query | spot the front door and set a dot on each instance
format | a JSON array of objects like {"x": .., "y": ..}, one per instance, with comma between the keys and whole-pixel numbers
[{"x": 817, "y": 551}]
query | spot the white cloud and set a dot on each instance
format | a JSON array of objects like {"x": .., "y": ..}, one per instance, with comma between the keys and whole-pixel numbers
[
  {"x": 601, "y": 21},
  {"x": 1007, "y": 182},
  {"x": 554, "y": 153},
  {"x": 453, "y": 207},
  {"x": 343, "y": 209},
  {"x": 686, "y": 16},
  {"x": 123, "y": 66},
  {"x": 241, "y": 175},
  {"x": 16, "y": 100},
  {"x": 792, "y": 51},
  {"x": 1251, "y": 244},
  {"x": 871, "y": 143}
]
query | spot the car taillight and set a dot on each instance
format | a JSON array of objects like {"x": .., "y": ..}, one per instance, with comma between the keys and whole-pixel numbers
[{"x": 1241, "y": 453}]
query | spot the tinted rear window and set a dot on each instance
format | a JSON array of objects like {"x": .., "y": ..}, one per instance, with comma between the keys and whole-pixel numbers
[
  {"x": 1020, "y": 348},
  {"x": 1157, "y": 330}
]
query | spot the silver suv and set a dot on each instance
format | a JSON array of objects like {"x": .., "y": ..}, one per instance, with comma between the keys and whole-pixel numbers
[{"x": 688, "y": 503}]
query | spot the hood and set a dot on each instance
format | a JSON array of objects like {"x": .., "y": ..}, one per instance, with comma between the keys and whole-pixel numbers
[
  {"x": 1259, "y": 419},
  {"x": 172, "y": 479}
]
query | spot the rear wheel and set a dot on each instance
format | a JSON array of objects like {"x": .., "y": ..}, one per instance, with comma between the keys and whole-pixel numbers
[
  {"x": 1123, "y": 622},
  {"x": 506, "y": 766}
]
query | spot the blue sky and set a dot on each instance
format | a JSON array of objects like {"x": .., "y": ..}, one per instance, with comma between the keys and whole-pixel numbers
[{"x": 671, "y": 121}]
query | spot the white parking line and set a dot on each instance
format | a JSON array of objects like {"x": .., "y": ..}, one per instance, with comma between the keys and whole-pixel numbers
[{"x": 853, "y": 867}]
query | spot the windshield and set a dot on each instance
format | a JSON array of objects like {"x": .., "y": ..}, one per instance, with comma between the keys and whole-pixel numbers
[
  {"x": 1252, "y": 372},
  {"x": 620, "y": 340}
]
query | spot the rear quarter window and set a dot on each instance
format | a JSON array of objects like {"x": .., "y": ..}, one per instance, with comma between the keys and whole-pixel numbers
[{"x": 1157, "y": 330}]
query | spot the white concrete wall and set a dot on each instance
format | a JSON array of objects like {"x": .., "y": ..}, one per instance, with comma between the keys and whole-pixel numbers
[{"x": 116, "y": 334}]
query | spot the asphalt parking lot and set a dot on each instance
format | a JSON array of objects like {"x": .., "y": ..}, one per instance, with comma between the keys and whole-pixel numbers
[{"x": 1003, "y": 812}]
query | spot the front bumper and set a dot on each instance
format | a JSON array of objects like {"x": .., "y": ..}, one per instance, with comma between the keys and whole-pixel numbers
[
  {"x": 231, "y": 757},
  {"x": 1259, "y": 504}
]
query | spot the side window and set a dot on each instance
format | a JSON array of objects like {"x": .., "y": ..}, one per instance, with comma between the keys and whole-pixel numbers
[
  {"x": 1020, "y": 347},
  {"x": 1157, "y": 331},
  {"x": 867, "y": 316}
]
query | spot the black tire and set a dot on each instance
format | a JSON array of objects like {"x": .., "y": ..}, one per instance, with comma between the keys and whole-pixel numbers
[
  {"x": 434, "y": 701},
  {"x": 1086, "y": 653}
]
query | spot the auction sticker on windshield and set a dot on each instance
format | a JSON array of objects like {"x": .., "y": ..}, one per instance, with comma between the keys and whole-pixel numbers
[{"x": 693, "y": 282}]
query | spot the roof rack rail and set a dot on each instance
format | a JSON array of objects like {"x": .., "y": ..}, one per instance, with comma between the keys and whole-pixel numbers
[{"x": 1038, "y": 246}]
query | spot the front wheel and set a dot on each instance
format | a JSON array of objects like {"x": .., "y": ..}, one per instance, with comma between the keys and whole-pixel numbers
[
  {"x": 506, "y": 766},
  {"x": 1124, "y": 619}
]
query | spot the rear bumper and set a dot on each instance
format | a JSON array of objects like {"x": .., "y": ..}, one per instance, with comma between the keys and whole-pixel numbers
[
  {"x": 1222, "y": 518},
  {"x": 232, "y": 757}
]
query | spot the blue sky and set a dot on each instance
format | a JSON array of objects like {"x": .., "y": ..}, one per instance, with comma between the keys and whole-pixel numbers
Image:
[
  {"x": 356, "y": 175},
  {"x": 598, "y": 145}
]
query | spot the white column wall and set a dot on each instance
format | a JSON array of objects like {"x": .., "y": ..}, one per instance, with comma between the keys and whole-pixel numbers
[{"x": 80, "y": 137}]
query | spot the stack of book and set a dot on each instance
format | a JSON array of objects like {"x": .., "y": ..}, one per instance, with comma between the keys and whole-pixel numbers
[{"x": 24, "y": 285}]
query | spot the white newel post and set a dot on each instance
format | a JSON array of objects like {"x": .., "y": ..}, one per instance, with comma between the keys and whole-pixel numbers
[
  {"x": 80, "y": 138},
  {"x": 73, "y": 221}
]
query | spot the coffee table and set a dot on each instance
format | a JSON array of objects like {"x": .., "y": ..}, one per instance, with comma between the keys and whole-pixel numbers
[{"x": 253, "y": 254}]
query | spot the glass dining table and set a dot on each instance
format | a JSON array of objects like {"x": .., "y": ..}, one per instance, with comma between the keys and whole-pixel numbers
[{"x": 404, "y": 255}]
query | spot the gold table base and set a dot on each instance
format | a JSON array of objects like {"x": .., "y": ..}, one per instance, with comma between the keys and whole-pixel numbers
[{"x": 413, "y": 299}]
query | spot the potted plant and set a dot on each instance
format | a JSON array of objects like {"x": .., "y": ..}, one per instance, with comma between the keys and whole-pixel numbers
==================================================
Reproduce every one of the rows above verbatim, keeping each line and its punctuation unchanged.

query | spot the front door and set a dot on each instance
format | a JSON array of objects like {"x": .., "y": ..}, one per instance, with comma between the keys and whole-pixel numbers
[{"x": 817, "y": 551}]
query | spot the white cloud and set a dot on each instance
format | a JSON array of objects like {"x": .., "y": ..}, one per instance, with comma between the keys and whole-pixel numbers
[
  {"x": 601, "y": 21},
  {"x": 1007, "y": 182},
  {"x": 554, "y": 153},
  {"x": 453, "y": 207},
  {"x": 343, "y": 209},
  {"x": 686, "y": 16},
  {"x": 123, "y": 66},
  {"x": 241, "y": 175},
  {"x": 16, "y": 100},
  {"x": 792, "y": 51},
  {"x": 1251, "y": 244},
  {"x": 871, "y": 143}
]
query | spot the car taillight and set a dot on each instance
format | a JSON array of objects like {"x": .., "y": ..}, one per instance, with comma between the keys and whole-pixel numbers
[{"x": 1241, "y": 453}]
query | spot the tinted rear window and set a dot on each instance
format | a JSON array of objects like {"x": .., "y": ..}, one per instance, with comma between the keys and whole-pixel numbers
[
  {"x": 1020, "y": 348},
  {"x": 1157, "y": 330}
]
query | spot the silver suv and set a dot on each instance
format | a JSON array of objects like {"x": .., "y": ..}, one per instance, with comma between the keys and whole-pixel numbers
[{"x": 688, "y": 503}]
query | spot the hood and set a dot on each instance
format | a JSON array of objects like {"x": .., "y": ..}, one per instance, with comma between the keys and whole-pixel numbers
[
  {"x": 1259, "y": 419},
  {"x": 172, "y": 479}
]
query | spot the rear wheel and set a dot on each instance
format | a JSON array of objects like {"x": .., "y": ..}, one per instance, with comma between the keys and whole-pixel numbers
[
  {"x": 1123, "y": 622},
  {"x": 506, "y": 766}
]
query | spot the blue sky and set a dot on each instance
format | a JSON array of objects like {"x": .., "y": ..}, one per instance, with comma between the keys and whole-pixel numbers
[{"x": 671, "y": 121}]
query | spot the white parking line and set a dot on each instance
format | a JSON array of objects like {"x": .., "y": ..}, one per instance, with comma between the keys and whole-pixel numbers
[{"x": 853, "y": 867}]
query | spot the windshield and set a dot on each instance
format | a JSON array of objects like {"x": .., "y": ..}, one per instance, with comma between the keys and whole-pixel numbers
[
  {"x": 1252, "y": 372},
  {"x": 620, "y": 340}
]
query | spot the rear quarter window and set a dot on each instance
format | a JSON array of objects like {"x": .., "y": ..}, one per instance, with comma between the keys and whole-pixel numbers
[{"x": 1157, "y": 330}]
query | spot the white concrete wall and set a dot on each instance
format | a JSON array of objects like {"x": .., "y": ..}, one per instance, with comma between the keys and whole-pixel numbers
[{"x": 116, "y": 334}]
query | spot the asphalt parking lot and set a dot on each instance
format | a JSON array of objects like {"x": .., "y": ..}, one per instance, with comma between the keys and whole-pixel numbers
[{"x": 1003, "y": 812}]
query | spot the front bumper and set a dot on each instance
format | a JSON array of objects like {"x": .., "y": ..}, one per instance, with comma between the keys and whole-pixel numbers
[
  {"x": 231, "y": 757},
  {"x": 1259, "y": 504}
]
query | spot the side window and set a dot on each instance
format | a JSON array of objects like {"x": .., "y": ..}, one per instance, with comma between the keys and whole-pixel numbers
[
  {"x": 1020, "y": 347},
  {"x": 1157, "y": 331},
  {"x": 867, "y": 316}
]
query | spot the black tire and set a dot on each instance
format | a JSON array of objects like {"x": .., "y": ..}, one per instance, with comma between the keys and whole-pixel numbers
[
  {"x": 434, "y": 701},
  {"x": 1086, "y": 653}
]
query | spot the auction sticker on windshield and set a dot on each instance
format | a JSON array of objects like {"x": .., "y": ..}, one per instance, with comma between the keys and whole-pixel numbers
[{"x": 693, "y": 282}]
query | spot the roof rack rail and set a dot on each instance
format | a JSON array of objects like {"x": .., "y": ..}, one per instance, with comma between the keys and whole-pixel numbers
[{"x": 1038, "y": 246}]
query | spot the front wheel and set a dot on each instance
format | a JSON array of objects like {"x": .., "y": ..}, one per instance, with comma between the keys and whole-pixel numbers
[
  {"x": 506, "y": 766},
  {"x": 1124, "y": 619}
]
query | spot the rear bumper and set a dot on each instance
format | a JSON array of objects like {"x": .., "y": ..}, one per instance, with comma between the keys and whole-pixel numbers
[
  {"x": 1222, "y": 518},
  {"x": 232, "y": 757}
]
query | spot the blue sky and set a dot on each instance
format | a JSON array of objects like {"x": .., "y": ..}, one per instance, with comma between the keys and whole-pixel numbers
Image:
[
  {"x": 356, "y": 175},
  {"x": 598, "y": 145}
]
query | spot the white column wall and set a dot on each instance
format | a JSON array of objects like {"x": .., "y": ..}, one per instance, with comma between the keys and whole-pixel numbers
[{"x": 80, "y": 137}]
query | spot the stack of book and set a dot on each instance
format | a JSON array of objects like {"x": .., "y": ..}, one per instance, with comma between the keys and whole-pixel numbers
[{"x": 24, "y": 285}]
query | spot the white newel post and set a dot on each instance
format | a JSON array of objects like {"x": .., "y": ..}, one per instance, with comma between the keys and whole-pixel numbers
[
  {"x": 80, "y": 138},
  {"x": 73, "y": 221}
]
query | spot the coffee table and set a dot on each instance
format | a JSON array of objects like {"x": .., "y": ..}, one per instance, with comma between the keys and whole-pixel numbers
[{"x": 253, "y": 254}]
query | spot the glass dining table and set a dot on each instance
format | a JSON array of objects like {"x": .., "y": ..}, one per instance, with comma between the keys and whole-pixel numbers
[{"x": 404, "y": 255}]
query | spot the gold table base and set a dot on each instance
format | a JSON array of objects like {"x": .., "y": ..}, one per instance, with comma between the keys and whole-pixel numbers
[{"x": 413, "y": 299}]
query | spot the potted plant and set a dot on each instance
format | a JSON array of objects like {"x": .., "y": ..}, one per instance, with comma between the keys and whole-pixel numbers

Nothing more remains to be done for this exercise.